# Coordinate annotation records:
--*--

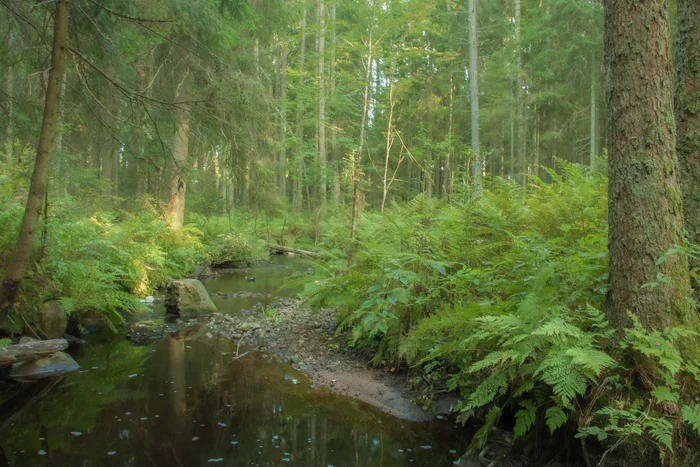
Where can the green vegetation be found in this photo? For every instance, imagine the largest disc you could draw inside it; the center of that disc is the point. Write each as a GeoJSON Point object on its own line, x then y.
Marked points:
{"type": "Point", "coordinates": [449, 163]}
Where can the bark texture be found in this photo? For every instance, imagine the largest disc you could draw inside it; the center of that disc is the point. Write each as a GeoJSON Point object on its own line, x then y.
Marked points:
{"type": "Point", "coordinates": [22, 252]}
{"type": "Point", "coordinates": [178, 182]}
{"type": "Point", "coordinates": [477, 164]}
{"type": "Point", "coordinates": [645, 205]}
{"type": "Point", "coordinates": [688, 111]}
{"type": "Point", "coordinates": [322, 156]}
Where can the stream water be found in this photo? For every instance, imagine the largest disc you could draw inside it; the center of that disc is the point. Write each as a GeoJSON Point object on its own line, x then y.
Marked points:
{"type": "Point", "coordinates": [185, 401]}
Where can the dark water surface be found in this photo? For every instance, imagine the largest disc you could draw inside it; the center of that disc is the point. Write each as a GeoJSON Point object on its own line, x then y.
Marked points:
{"type": "Point", "coordinates": [186, 401]}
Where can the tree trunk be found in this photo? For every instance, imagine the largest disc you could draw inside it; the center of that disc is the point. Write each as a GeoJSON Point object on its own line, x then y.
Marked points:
{"type": "Point", "coordinates": [477, 164]}
{"type": "Point", "coordinates": [298, 180]}
{"type": "Point", "coordinates": [594, 137]}
{"type": "Point", "coordinates": [322, 156]}
{"type": "Point", "coordinates": [688, 111]}
{"type": "Point", "coordinates": [360, 147]}
{"type": "Point", "coordinates": [519, 98]}
{"type": "Point", "coordinates": [337, 160]}
{"type": "Point", "coordinates": [178, 182]}
{"type": "Point", "coordinates": [9, 91]}
{"type": "Point", "coordinates": [22, 252]}
{"type": "Point", "coordinates": [389, 140]}
{"type": "Point", "coordinates": [644, 198]}
{"type": "Point", "coordinates": [282, 163]}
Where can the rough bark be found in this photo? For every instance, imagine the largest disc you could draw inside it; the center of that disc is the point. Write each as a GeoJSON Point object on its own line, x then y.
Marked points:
{"type": "Point", "coordinates": [31, 351]}
{"type": "Point", "coordinates": [688, 111]}
{"type": "Point", "coordinates": [22, 252]}
{"type": "Point", "coordinates": [389, 141]}
{"type": "Point", "coordinates": [593, 150]}
{"type": "Point", "coordinates": [9, 90]}
{"type": "Point", "coordinates": [298, 197]}
{"type": "Point", "coordinates": [322, 156]}
{"type": "Point", "coordinates": [519, 97]}
{"type": "Point", "coordinates": [178, 181]}
{"type": "Point", "coordinates": [282, 162]}
{"type": "Point", "coordinates": [360, 146]}
{"type": "Point", "coordinates": [644, 197]}
{"type": "Point", "coordinates": [334, 128]}
{"type": "Point", "coordinates": [477, 164]}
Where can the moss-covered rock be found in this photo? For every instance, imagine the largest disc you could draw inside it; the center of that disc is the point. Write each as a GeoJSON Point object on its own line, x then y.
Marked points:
{"type": "Point", "coordinates": [188, 297]}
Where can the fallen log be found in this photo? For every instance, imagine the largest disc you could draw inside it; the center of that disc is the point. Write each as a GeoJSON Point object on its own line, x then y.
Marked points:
{"type": "Point", "coordinates": [31, 351]}
{"type": "Point", "coordinates": [296, 251]}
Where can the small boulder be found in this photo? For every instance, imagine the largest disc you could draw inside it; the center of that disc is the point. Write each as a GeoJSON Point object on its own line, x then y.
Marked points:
{"type": "Point", "coordinates": [53, 320]}
{"type": "Point", "coordinates": [57, 364]}
{"type": "Point", "coordinates": [188, 296]}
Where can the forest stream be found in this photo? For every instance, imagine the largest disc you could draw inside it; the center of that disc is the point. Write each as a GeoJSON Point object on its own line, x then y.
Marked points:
{"type": "Point", "coordinates": [186, 400]}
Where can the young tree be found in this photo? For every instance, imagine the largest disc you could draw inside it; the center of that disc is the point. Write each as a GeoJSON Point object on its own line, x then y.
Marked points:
{"type": "Point", "coordinates": [322, 156]}
{"type": "Point", "coordinates": [688, 111]}
{"type": "Point", "coordinates": [37, 188]}
{"type": "Point", "coordinates": [644, 197]}
{"type": "Point", "coordinates": [477, 165]}
{"type": "Point", "coordinates": [180, 146]}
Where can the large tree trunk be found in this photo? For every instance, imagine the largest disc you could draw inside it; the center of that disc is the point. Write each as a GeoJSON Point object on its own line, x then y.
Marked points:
{"type": "Point", "coordinates": [688, 111]}
{"type": "Point", "coordinates": [644, 197]}
{"type": "Point", "coordinates": [477, 165]}
{"type": "Point", "coordinates": [20, 257]}
{"type": "Point", "coordinates": [178, 181]}
{"type": "Point", "coordinates": [298, 197]}
{"type": "Point", "coordinates": [322, 156]}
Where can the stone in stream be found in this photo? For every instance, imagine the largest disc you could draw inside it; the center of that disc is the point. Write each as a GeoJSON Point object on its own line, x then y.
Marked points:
{"type": "Point", "coordinates": [57, 364]}
{"type": "Point", "coordinates": [53, 320]}
{"type": "Point", "coordinates": [186, 297]}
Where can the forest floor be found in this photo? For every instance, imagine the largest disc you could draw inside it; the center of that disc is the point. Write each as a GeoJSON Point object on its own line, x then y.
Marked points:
{"type": "Point", "coordinates": [291, 332]}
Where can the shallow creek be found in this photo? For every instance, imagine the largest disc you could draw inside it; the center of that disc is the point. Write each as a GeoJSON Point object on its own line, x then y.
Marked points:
{"type": "Point", "coordinates": [186, 401]}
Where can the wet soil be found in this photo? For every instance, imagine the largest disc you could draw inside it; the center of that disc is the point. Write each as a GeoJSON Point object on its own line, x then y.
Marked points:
{"type": "Point", "coordinates": [293, 333]}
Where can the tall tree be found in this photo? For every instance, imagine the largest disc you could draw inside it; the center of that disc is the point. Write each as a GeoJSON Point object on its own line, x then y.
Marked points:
{"type": "Point", "coordinates": [17, 267]}
{"type": "Point", "coordinates": [688, 111]}
{"type": "Point", "coordinates": [322, 156]}
{"type": "Point", "coordinates": [298, 196]}
{"type": "Point", "coordinates": [519, 96]}
{"type": "Point", "coordinates": [477, 165]}
{"type": "Point", "coordinates": [644, 197]}
{"type": "Point", "coordinates": [180, 150]}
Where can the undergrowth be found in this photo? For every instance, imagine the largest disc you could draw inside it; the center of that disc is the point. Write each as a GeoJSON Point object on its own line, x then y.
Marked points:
{"type": "Point", "coordinates": [500, 298]}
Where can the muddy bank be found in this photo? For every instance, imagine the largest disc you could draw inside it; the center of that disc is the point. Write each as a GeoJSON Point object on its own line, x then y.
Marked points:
{"type": "Point", "coordinates": [290, 331]}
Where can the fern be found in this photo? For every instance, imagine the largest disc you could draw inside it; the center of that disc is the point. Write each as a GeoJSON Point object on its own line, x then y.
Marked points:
{"type": "Point", "coordinates": [692, 417]}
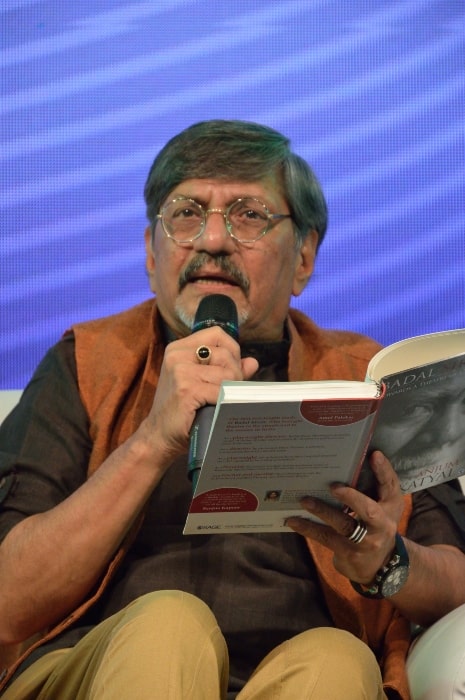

--*--

Present every line of the records above as a Markdown table with the columns Row and Record line, numbering each row and skipping blank lines. Leave the pictures out.

# RESPONSE TO THIS EXERCISE:
| Row | Record line |
|---|---|
| 1 | Where can the green vegetation be found in this photo? For every instance, imagine the largest disc you could draw inside it; the center of that disc is the point. Write each as a GeoJSON Point object on its own line, x then y. |
| 2 | Marked points: |
| 3 | {"type": "Point", "coordinates": [449, 163]} |
| 4 | Where can the bark texture be found in this photo? For every instance, imagine the largest disc you could draw inside it; the center of that disc is the point. Write each as a GeoJSON Point object on its own line, x then y. |
| 5 | Marked points: |
| 6 | {"type": "Point", "coordinates": [22, 252]} |
| 7 | {"type": "Point", "coordinates": [178, 182]} |
| 8 | {"type": "Point", "coordinates": [477, 164]} |
| 9 | {"type": "Point", "coordinates": [645, 205]} |
| 10 | {"type": "Point", "coordinates": [688, 111]} |
| 11 | {"type": "Point", "coordinates": [322, 156]} |
| 12 | Where can the stream water be found in this photo? For every instance, imagine the largest disc you could draw inside it; the center of that disc is the point. Write each as a GeoJSON Point object on its own line, x then y. |
| 13 | Marked points: |
| 14 | {"type": "Point", "coordinates": [185, 401]} |
| 15 | Where can the dark water surface be found in this photo? For every instance, imagine the largest disc you could draw inside it; the center of that disc is the point. Write each as a GeoJSON Point object on its own line, x then y. |
| 16 | Marked points: |
| 17 | {"type": "Point", "coordinates": [186, 401]} |
| 18 | Where can the tree trunk be found in this photo? For every instance, imagine the largest disc you could draw inside it; the center of that disc is the point. Write each as a GeoJSON Point object on its own line, x then y. |
| 19 | Marked points: |
| 20 | {"type": "Point", "coordinates": [477, 164]} |
| 21 | {"type": "Point", "coordinates": [298, 180]} |
| 22 | {"type": "Point", "coordinates": [594, 137]} |
| 23 | {"type": "Point", "coordinates": [322, 156]} |
| 24 | {"type": "Point", "coordinates": [688, 111]} |
| 25 | {"type": "Point", "coordinates": [360, 147]} |
| 26 | {"type": "Point", "coordinates": [519, 98]} |
| 27 | {"type": "Point", "coordinates": [337, 160]} |
| 28 | {"type": "Point", "coordinates": [178, 182]} |
| 29 | {"type": "Point", "coordinates": [9, 91]} |
| 30 | {"type": "Point", "coordinates": [22, 252]} |
| 31 | {"type": "Point", "coordinates": [389, 140]} |
| 32 | {"type": "Point", "coordinates": [644, 198]} |
| 33 | {"type": "Point", "coordinates": [282, 163]} |
| 34 | Where can the rough bark be found in this photo? For every instance, imagine the largest disc you could draw inside it; the center of that disc is the point. Write each as a GeoJSON Point object on its own line, x then y. |
| 35 | Marked points: |
| 36 | {"type": "Point", "coordinates": [31, 351]} |
| 37 | {"type": "Point", "coordinates": [688, 111]} |
| 38 | {"type": "Point", "coordinates": [22, 252]} |
| 39 | {"type": "Point", "coordinates": [389, 141]} |
| 40 | {"type": "Point", "coordinates": [593, 150]} |
| 41 | {"type": "Point", "coordinates": [9, 90]} |
| 42 | {"type": "Point", "coordinates": [298, 197]} |
| 43 | {"type": "Point", "coordinates": [322, 156]} |
| 44 | {"type": "Point", "coordinates": [519, 97]} |
| 45 | {"type": "Point", "coordinates": [178, 181]} |
| 46 | {"type": "Point", "coordinates": [282, 162]} |
| 47 | {"type": "Point", "coordinates": [360, 146]} |
| 48 | {"type": "Point", "coordinates": [644, 197]} |
| 49 | {"type": "Point", "coordinates": [334, 128]} |
| 50 | {"type": "Point", "coordinates": [477, 164]} |
| 51 | Where can the moss-covered rock be found in this photo? For every instance, imagine the largest disc you could draw inside it; the center of that disc is the point. Write each as a GeoJSON Point object on its own line, x then y. |
| 52 | Marked points: |
| 53 | {"type": "Point", "coordinates": [188, 297]} |
| 54 | Where can the fallen log be found in this photo? For every instance, imagine the largest disc you could draw inside it; the center of that disc is the point. Write each as a GeoJSON Point object on its own line, x then y. |
| 55 | Marked points: |
| 56 | {"type": "Point", "coordinates": [31, 351]} |
| 57 | {"type": "Point", "coordinates": [296, 251]} |
| 58 | Where can the small boulder be found in this photo? For every instance, imagine the largest disc you could draw inside it; the center of that disc is the point. Write each as a GeoJSON Point object on its own line, x then y. |
| 59 | Marked points: |
| 60 | {"type": "Point", "coordinates": [53, 320]} |
| 61 | {"type": "Point", "coordinates": [57, 364]} |
| 62 | {"type": "Point", "coordinates": [188, 296]} |
| 63 | Where can the forest stream be found in this photo? For every instance, imagine the largest disc you could draw inside it; the center of that disc is the point. Write each as a GeoJSON Point object on its own line, x then y. |
| 64 | Marked points: |
| 65 | {"type": "Point", "coordinates": [186, 400]} |
| 66 | Where can the young tree be found in this photo? For every instance, imagine the largest disc you could draw inside it; the center of that disc is the point. Write each as a GeoJSON Point object on its own line, x then y. |
| 67 | Marked points: |
| 68 | {"type": "Point", "coordinates": [322, 156]} |
| 69 | {"type": "Point", "coordinates": [688, 111]} |
| 70 | {"type": "Point", "coordinates": [37, 188]} |
| 71 | {"type": "Point", "coordinates": [644, 197]} |
| 72 | {"type": "Point", "coordinates": [477, 165]} |
| 73 | {"type": "Point", "coordinates": [180, 146]} |
| 74 | Where can the large tree trunk be found in this photo? For every instance, imagine the largest disc you could draw inside it; the center of that disc is the point. Write each as a GeoJSON Point object on its own line, x then y. |
| 75 | Marked points: |
| 76 | {"type": "Point", "coordinates": [688, 111]} |
| 77 | {"type": "Point", "coordinates": [644, 197]} |
| 78 | {"type": "Point", "coordinates": [477, 165]} |
| 79 | {"type": "Point", "coordinates": [20, 257]} |
| 80 | {"type": "Point", "coordinates": [178, 181]} |
| 81 | {"type": "Point", "coordinates": [298, 197]} |
| 82 | {"type": "Point", "coordinates": [322, 156]} |
| 83 | Where can the stone in stream be found in this photo? For every instance, imagine the largest disc you could draw inside it; the center of that disc is the point. Write each as a GeoJSON Point object on its own line, x then y. |
| 84 | Marked points: |
| 85 | {"type": "Point", "coordinates": [57, 364]} |
| 86 | {"type": "Point", "coordinates": [53, 320]} |
| 87 | {"type": "Point", "coordinates": [186, 297]} |
| 88 | Where can the forest floor be found in this photo? For every instance, imagine the largest disc you could draw inside it; the center of that disc is the point. Write each as a GeoJSON Point object on its own line, x then y. |
| 89 | Marked points: |
| 90 | {"type": "Point", "coordinates": [291, 332]} |
| 91 | Where can the shallow creek be found in this photo? For every instance, imagine the largest disc you could draw inside it; the center of that disc is the point. Write each as a GeoJSON Point object on its own line, x then y. |
| 92 | Marked points: |
| 93 | {"type": "Point", "coordinates": [186, 401]} |
| 94 | Where can the wet soil be found in this photo? For every instance, imagine the largest disc you could draw inside it; the center of that disc is the point. Write each as a GeoJSON Point object on its own line, x then y. |
| 95 | Marked points: |
| 96 | {"type": "Point", "coordinates": [293, 333]} |
| 97 | Where can the tall tree be found in this photo? For every instance, imagine the largest disc you could draw inside it; the center of that disc is the point. Write each as a GeoJSON Point object on its own line, x then y. |
| 98 | Marked points: |
| 99 | {"type": "Point", "coordinates": [17, 267]} |
| 100 | {"type": "Point", "coordinates": [688, 111]} |
| 101 | {"type": "Point", "coordinates": [322, 156]} |
| 102 | {"type": "Point", "coordinates": [298, 196]} |
| 103 | {"type": "Point", "coordinates": [519, 96]} |
| 104 | {"type": "Point", "coordinates": [477, 165]} |
| 105 | {"type": "Point", "coordinates": [644, 197]} |
| 106 | {"type": "Point", "coordinates": [180, 150]} |
| 107 | Where can the undergrowth be found in this photo? For every instance, imagine the largest disc you could draw inside it; the center of that disc is the point. Write each as a GeoJSON Point object on its own line, x then y. |
| 108 | Marked points: |
| 109 | {"type": "Point", "coordinates": [500, 298]} |
| 110 | Where can the muddy bank be found in this photo? For every instance, imagine the largest disc you could draw inside it; the center of that disc is the point. Write each as a GeoJSON Point object on its own line, x then y. |
| 111 | Marked points: |
| 112 | {"type": "Point", "coordinates": [290, 331]} |
| 113 | Where can the fern be found in this photo? For every instance, imagine the largest disc you could draw inside it; the center of that disc is the point. Write each as a GeoJSON Point object on its own line, x then y. |
| 114 | Marked points: |
| 115 | {"type": "Point", "coordinates": [692, 417]} |